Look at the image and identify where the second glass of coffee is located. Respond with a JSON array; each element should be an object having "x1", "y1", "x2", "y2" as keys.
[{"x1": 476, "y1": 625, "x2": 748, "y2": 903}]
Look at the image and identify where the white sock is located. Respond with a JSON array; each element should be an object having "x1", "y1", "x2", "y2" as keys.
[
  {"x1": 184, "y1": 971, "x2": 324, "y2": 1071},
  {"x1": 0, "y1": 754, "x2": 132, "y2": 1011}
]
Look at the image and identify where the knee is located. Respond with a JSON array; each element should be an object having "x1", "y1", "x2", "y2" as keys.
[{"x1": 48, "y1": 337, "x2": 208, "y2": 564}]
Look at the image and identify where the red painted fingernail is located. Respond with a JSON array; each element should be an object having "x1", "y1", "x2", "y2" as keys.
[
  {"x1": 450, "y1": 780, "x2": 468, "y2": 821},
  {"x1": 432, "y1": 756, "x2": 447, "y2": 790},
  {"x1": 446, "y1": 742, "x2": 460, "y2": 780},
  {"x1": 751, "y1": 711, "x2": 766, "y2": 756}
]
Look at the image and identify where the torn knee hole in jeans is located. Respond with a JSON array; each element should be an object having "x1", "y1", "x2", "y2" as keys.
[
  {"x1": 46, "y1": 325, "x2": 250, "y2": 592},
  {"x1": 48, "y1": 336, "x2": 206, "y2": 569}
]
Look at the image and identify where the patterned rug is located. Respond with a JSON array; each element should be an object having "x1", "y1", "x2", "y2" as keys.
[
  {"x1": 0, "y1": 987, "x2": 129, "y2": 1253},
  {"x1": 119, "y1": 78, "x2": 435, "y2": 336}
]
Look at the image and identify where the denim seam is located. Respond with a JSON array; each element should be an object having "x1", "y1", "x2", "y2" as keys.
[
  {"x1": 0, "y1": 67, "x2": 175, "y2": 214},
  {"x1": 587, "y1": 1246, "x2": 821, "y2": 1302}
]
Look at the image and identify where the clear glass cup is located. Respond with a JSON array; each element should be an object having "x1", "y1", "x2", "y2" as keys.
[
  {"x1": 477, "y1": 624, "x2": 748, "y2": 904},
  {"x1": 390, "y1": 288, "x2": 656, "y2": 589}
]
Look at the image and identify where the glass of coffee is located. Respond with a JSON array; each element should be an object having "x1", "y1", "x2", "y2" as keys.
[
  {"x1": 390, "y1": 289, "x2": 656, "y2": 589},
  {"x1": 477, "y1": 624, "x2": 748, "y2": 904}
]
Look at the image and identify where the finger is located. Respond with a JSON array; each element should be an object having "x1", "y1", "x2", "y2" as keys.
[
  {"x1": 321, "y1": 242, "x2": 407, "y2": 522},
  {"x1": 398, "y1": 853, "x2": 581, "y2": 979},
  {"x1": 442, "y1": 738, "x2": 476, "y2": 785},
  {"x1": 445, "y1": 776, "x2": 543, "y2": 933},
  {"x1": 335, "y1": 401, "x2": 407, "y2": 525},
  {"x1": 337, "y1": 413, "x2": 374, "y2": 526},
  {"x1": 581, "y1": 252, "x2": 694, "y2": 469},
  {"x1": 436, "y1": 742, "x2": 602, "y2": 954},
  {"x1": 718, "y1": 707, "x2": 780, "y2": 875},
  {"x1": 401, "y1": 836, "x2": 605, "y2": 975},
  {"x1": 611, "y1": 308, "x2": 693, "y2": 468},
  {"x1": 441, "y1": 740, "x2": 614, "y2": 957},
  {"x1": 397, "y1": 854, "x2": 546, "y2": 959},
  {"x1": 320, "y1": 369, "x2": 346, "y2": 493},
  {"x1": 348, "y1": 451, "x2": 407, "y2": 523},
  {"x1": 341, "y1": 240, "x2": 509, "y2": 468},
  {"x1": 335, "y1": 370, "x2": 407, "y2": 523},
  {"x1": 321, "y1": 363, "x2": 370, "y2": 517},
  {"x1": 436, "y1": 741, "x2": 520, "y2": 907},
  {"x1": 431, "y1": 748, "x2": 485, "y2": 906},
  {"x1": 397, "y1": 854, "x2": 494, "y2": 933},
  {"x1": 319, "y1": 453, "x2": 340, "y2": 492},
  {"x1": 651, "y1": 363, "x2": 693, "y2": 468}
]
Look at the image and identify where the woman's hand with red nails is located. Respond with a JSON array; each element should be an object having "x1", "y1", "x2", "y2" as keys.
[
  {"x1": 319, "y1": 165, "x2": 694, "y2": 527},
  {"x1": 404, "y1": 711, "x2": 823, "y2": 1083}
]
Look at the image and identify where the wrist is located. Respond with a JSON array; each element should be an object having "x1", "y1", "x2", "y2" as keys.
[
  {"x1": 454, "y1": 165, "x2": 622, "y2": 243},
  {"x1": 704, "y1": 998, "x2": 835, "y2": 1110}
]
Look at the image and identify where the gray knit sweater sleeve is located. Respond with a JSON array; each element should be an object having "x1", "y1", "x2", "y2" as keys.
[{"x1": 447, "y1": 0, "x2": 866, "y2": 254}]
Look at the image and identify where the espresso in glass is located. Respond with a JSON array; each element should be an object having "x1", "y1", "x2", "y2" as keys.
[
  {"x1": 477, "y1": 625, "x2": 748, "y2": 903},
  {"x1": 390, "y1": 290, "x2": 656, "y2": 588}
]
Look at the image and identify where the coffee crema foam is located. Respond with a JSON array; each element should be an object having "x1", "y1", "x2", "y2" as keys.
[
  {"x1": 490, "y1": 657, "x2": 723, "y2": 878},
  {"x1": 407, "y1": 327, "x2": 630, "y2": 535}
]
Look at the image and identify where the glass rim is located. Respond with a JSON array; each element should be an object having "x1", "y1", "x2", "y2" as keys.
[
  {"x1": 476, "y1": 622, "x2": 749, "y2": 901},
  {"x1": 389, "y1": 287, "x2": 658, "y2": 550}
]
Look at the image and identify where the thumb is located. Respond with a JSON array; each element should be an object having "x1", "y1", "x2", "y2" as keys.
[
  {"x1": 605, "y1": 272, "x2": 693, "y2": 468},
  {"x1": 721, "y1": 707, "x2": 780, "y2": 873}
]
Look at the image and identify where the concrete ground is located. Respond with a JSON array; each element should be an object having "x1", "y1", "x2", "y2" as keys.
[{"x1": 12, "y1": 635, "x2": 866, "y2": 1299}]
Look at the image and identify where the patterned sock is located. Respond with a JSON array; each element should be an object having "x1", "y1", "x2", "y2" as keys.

====

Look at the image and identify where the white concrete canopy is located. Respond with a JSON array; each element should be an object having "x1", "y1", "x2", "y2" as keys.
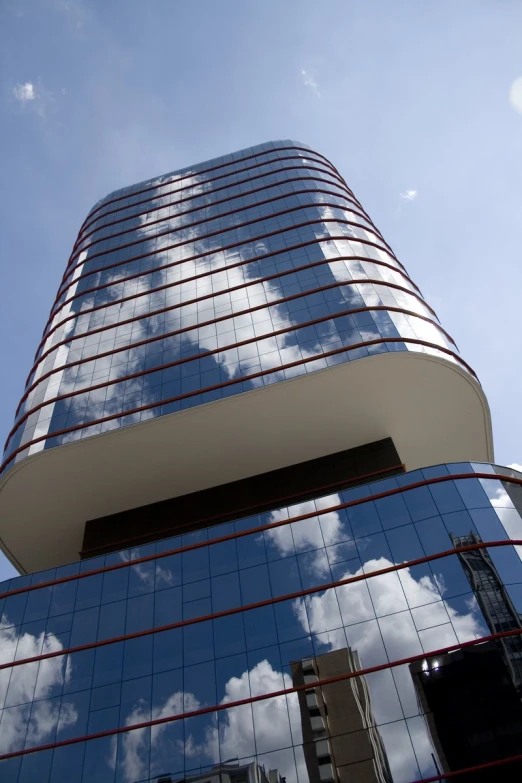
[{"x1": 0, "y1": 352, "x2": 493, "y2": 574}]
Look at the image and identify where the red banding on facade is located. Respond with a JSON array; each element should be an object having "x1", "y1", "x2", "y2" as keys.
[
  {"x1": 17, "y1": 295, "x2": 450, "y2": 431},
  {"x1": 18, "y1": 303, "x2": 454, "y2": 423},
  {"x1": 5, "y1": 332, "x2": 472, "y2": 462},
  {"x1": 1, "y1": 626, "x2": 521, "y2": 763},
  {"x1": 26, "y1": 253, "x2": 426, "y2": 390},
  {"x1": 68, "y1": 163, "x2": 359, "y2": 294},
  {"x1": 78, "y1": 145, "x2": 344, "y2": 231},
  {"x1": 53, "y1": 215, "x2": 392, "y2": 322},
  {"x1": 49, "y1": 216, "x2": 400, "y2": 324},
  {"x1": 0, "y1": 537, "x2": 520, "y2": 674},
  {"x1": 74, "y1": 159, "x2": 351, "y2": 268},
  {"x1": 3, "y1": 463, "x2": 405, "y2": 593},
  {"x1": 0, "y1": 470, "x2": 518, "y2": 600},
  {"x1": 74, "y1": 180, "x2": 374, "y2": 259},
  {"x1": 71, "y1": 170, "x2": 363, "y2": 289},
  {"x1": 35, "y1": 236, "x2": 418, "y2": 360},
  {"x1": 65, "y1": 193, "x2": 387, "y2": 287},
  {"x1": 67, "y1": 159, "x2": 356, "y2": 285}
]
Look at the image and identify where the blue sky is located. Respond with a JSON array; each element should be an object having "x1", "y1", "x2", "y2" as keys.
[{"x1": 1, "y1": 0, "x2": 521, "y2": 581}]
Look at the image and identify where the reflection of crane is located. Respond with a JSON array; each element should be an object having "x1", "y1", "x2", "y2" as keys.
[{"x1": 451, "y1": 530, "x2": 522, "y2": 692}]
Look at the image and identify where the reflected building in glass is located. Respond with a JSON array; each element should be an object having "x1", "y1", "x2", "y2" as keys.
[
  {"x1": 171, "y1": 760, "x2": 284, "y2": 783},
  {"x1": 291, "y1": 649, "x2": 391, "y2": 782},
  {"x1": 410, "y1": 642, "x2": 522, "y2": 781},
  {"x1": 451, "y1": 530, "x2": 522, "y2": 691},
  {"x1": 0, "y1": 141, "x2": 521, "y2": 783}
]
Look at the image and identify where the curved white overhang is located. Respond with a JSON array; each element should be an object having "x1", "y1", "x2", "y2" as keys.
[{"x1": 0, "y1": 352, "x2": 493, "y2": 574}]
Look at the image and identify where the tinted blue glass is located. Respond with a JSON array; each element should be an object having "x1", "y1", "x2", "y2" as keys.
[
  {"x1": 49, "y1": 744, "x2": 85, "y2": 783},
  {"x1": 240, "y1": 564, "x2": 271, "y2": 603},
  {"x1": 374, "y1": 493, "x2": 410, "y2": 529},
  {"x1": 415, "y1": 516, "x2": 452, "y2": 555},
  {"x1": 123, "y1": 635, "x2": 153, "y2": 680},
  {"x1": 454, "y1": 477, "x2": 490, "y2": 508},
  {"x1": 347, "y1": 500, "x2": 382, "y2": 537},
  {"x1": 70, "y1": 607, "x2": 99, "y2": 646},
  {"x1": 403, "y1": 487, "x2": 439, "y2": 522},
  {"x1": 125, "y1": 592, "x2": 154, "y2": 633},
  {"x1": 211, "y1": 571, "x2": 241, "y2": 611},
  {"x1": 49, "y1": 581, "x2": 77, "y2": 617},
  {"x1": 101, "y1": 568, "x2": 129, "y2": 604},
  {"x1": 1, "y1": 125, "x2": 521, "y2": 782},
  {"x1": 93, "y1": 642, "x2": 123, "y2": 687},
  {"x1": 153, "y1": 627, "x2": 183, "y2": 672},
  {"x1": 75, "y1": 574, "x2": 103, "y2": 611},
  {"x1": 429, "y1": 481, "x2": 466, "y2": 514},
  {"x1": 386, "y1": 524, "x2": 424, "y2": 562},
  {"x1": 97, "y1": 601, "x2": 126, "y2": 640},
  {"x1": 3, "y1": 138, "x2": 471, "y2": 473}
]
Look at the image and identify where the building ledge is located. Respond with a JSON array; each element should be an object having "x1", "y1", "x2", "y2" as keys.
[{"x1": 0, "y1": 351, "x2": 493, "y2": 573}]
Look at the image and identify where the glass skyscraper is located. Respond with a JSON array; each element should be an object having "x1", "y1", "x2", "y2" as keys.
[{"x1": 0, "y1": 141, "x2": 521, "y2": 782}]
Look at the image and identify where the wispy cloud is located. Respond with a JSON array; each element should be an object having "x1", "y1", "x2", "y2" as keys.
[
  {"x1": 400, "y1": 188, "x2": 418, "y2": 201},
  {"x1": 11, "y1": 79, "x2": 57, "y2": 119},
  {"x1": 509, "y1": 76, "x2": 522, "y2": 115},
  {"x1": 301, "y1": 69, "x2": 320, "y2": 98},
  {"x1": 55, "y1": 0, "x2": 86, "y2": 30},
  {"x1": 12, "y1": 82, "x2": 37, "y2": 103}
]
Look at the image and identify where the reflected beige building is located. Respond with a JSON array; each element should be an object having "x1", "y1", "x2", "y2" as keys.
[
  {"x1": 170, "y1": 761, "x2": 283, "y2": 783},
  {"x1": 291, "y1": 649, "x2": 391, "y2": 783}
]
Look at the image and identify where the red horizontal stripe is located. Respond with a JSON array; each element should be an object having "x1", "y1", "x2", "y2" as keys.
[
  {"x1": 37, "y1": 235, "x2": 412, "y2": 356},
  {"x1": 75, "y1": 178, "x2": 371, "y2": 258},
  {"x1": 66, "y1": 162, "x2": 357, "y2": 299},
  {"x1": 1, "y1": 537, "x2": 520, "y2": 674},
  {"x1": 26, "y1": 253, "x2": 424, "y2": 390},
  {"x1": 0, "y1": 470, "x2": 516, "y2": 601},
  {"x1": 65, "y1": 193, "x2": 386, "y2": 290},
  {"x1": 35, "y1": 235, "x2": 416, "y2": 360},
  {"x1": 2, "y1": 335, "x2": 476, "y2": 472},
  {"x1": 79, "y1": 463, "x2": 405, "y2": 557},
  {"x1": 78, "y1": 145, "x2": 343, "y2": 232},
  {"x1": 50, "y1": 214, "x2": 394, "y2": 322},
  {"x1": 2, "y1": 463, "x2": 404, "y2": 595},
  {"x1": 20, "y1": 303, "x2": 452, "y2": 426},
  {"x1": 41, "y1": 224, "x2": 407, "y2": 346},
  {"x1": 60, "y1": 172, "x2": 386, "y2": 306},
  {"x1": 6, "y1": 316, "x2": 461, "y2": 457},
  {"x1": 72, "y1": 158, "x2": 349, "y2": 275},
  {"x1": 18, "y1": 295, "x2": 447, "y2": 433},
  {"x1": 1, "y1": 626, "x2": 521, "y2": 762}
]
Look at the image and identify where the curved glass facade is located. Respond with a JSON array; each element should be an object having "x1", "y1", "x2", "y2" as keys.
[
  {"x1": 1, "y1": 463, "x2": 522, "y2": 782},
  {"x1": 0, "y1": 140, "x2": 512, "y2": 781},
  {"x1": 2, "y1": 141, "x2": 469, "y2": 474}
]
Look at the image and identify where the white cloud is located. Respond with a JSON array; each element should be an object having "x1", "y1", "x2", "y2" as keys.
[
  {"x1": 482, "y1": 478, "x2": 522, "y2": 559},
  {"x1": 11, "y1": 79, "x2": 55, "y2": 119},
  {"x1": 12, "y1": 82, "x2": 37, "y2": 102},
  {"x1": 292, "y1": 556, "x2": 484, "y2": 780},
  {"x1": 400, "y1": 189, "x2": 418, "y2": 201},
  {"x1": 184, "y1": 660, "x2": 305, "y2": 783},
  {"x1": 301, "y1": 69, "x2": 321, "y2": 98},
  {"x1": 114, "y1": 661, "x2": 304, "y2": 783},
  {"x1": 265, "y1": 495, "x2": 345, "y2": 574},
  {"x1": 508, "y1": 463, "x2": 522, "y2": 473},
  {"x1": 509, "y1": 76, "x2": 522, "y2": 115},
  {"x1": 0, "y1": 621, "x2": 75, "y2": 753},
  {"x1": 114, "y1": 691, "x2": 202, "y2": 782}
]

====

- [WORK REQUEST]
Reproducing the whole listing above is not the task. Copy exactly only the lines from the one with "Look at the image and identify where the coffee" to the one with "Look at the image and identify where the patterned sock", both kept.

- [TASK OUTPUT]
Look at the image and identify where the coffee crema foam is located. Respond with a JSON array; each element should be an object having "x1", "y1", "x2", "y2" as keys.
[
  {"x1": 490, "y1": 657, "x2": 723, "y2": 878},
  {"x1": 407, "y1": 327, "x2": 630, "y2": 535}
]
Look at the image and identify where the glass rim is located. Respond with a JSON array; each element should be an object having "x1", "y1", "x2", "y2" as keys.
[
  {"x1": 476, "y1": 622, "x2": 749, "y2": 901},
  {"x1": 389, "y1": 287, "x2": 658, "y2": 550}
]
Look at the image and identify where the thumb is located. Respond with a JSON array; each element should be an object having "x1", "y1", "x2", "y2" as keys.
[
  {"x1": 605, "y1": 272, "x2": 693, "y2": 468},
  {"x1": 721, "y1": 707, "x2": 780, "y2": 873}
]
Look at the image and identify where the concrete ground is located. Respond with a JSON array; each element should be an object having "x1", "y1", "x2", "y2" as keys.
[{"x1": 12, "y1": 635, "x2": 866, "y2": 1299}]
Look at the image and identify where the patterned sock is located. Respond with a JSON array; each element should be an object having "x1", "y1", "x2", "y2" as keys.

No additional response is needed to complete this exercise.